- EXERCISE DETAILS -
In the entries below, count the lines that contain the word "child" and give only that number.

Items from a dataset
Content starts
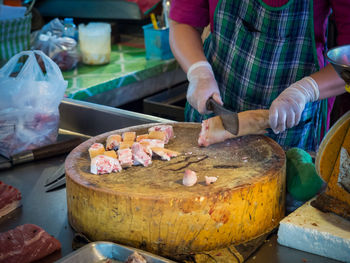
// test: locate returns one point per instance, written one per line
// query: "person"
(261, 54)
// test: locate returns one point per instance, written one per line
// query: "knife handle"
(209, 104)
(56, 148)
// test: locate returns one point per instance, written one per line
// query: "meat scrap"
(26, 243)
(164, 154)
(113, 141)
(129, 136)
(96, 149)
(140, 155)
(136, 258)
(103, 164)
(10, 198)
(125, 157)
(168, 129)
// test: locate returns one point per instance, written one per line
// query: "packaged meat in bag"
(29, 101)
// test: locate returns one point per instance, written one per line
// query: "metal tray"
(101, 251)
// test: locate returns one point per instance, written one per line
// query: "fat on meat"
(96, 149)
(103, 164)
(26, 243)
(140, 155)
(113, 141)
(168, 129)
(125, 157)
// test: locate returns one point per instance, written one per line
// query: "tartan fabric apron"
(256, 52)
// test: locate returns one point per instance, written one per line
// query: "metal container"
(98, 252)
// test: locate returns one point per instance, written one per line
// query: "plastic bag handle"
(50, 66)
(8, 68)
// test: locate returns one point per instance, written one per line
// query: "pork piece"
(168, 129)
(10, 198)
(190, 178)
(250, 122)
(140, 155)
(152, 143)
(111, 153)
(158, 135)
(210, 179)
(129, 136)
(113, 141)
(125, 145)
(136, 258)
(141, 137)
(164, 154)
(96, 149)
(125, 157)
(26, 243)
(103, 164)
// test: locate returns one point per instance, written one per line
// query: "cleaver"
(40, 153)
(229, 118)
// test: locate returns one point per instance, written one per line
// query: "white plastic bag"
(29, 115)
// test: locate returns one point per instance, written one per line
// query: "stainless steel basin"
(89, 119)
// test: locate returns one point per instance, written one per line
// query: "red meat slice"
(26, 243)
(10, 198)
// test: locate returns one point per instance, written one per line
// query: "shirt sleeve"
(192, 12)
(341, 11)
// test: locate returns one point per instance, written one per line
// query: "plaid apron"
(256, 52)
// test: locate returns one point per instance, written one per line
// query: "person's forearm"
(329, 83)
(186, 44)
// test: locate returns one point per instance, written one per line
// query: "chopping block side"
(177, 226)
(173, 220)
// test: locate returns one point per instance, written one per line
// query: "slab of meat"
(10, 198)
(141, 137)
(168, 129)
(164, 154)
(129, 136)
(26, 243)
(125, 157)
(96, 149)
(250, 122)
(103, 164)
(113, 141)
(157, 135)
(140, 155)
(152, 143)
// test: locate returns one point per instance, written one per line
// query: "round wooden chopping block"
(150, 208)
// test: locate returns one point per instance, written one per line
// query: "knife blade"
(43, 152)
(229, 118)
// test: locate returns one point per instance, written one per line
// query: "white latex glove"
(286, 109)
(202, 86)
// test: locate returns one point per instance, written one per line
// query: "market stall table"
(49, 209)
(128, 77)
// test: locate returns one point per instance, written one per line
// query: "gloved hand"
(286, 109)
(202, 86)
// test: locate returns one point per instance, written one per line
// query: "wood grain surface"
(149, 208)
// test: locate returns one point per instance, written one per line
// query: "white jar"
(95, 43)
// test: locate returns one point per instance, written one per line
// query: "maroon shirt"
(199, 13)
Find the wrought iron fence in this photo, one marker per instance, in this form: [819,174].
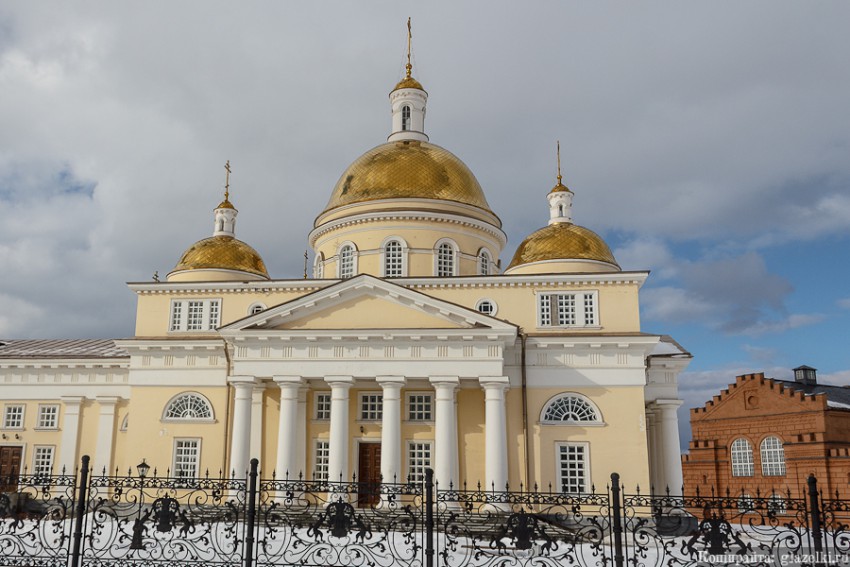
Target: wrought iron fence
[83,520]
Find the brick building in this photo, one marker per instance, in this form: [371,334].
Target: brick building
[767,434]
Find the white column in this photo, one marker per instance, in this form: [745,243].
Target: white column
[338,457]
[70,433]
[288,432]
[105,434]
[240,438]
[301,441]
[257,416]
[391,428]
[496,432]
[668,425]
[445,430]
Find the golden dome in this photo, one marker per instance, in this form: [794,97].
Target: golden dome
[222,253]
[562,241]
[407,169]
[408,83]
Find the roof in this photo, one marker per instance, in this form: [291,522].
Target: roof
[61,348]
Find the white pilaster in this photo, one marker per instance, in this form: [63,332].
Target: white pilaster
[338,457]
[257,415]
[668,425]
[445,430]
[391,428]
[240,440]
[495,433]
[70,433]
[288,432]
[105,434]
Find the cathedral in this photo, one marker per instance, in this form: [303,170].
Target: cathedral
[412,346]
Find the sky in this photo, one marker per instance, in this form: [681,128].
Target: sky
[707,142]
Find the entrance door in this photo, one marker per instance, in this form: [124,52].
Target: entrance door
[10,467]
[369,475]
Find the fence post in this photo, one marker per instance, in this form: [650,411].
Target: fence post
[251,518]
[429,517]
[618,520]
[82,504]
[817,535]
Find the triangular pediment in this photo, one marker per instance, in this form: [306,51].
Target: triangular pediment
[366,302]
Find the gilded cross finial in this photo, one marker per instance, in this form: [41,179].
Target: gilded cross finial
[559,162]
[227,180]
[409,66]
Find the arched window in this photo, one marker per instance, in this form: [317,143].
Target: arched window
[485,263]
[445,260]
[393,265]
[346,261]
[188,407]
[742,457]
[772,457]
[405,117]
[570,408]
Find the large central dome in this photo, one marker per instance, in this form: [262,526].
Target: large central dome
[408,169]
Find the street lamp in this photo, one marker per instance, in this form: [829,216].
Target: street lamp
[138,526]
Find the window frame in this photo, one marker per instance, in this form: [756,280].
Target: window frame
[175,470]
[364,412]
[411,413]
[176,398]
[181,310]
[585,464]
[746,467]
[43,410]
[583,311]
[8,409]
[416,470]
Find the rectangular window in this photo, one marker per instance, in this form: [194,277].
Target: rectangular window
[195,314]
[419,407]
[418,459]
[320,468]
[567,310]
[572,467]
[42,461]
[371,407]
[13,417]
[187,457]
[48,417]
[323,406]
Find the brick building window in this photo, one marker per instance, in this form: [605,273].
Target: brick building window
[742,457]
[772,457]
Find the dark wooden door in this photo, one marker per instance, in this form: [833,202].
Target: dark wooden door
[369,475]
[10,467]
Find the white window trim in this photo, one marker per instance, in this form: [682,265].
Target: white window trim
[207,325]
[23,417]
[316,406]
[587,475]
[404,251]
[407,397]
[455,257]
[407,447]
[355,255]
[595,423]
[53,427]
[360,398]
[493,303]
[198,472]
[579,310]
[174,398]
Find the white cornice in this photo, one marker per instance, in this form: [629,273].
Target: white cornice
[468,282]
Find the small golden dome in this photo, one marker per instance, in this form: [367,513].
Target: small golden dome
[222,253]
[562,241]
[407,169]
[408,83]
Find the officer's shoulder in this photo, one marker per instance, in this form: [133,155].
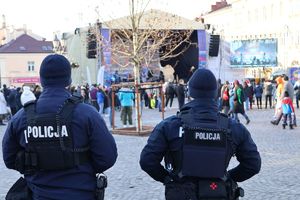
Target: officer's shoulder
[170,122]
[85,108]
[238,129]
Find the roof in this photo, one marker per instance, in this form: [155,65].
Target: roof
[27,44]
[155,19]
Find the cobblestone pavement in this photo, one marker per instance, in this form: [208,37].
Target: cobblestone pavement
[279,178]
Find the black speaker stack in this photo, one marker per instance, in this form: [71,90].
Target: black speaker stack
[214,45]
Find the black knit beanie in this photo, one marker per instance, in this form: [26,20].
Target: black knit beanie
[202,84]
[55,71]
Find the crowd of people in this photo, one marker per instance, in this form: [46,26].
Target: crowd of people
[12,99]
[233,98]
[278,94]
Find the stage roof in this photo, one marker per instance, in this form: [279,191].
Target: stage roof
[155,19]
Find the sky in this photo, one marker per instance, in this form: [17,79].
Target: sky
[46,17]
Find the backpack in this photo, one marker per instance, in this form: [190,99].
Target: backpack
[241,95]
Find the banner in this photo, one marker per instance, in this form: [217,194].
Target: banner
[254,53]
[105,60]
[106,48]
[202,55]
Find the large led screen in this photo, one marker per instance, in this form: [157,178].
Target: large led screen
[253,53]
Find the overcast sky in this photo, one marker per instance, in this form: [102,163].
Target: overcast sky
[46,17]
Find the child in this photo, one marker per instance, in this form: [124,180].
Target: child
Content ends
- TASK RESPONSE -
2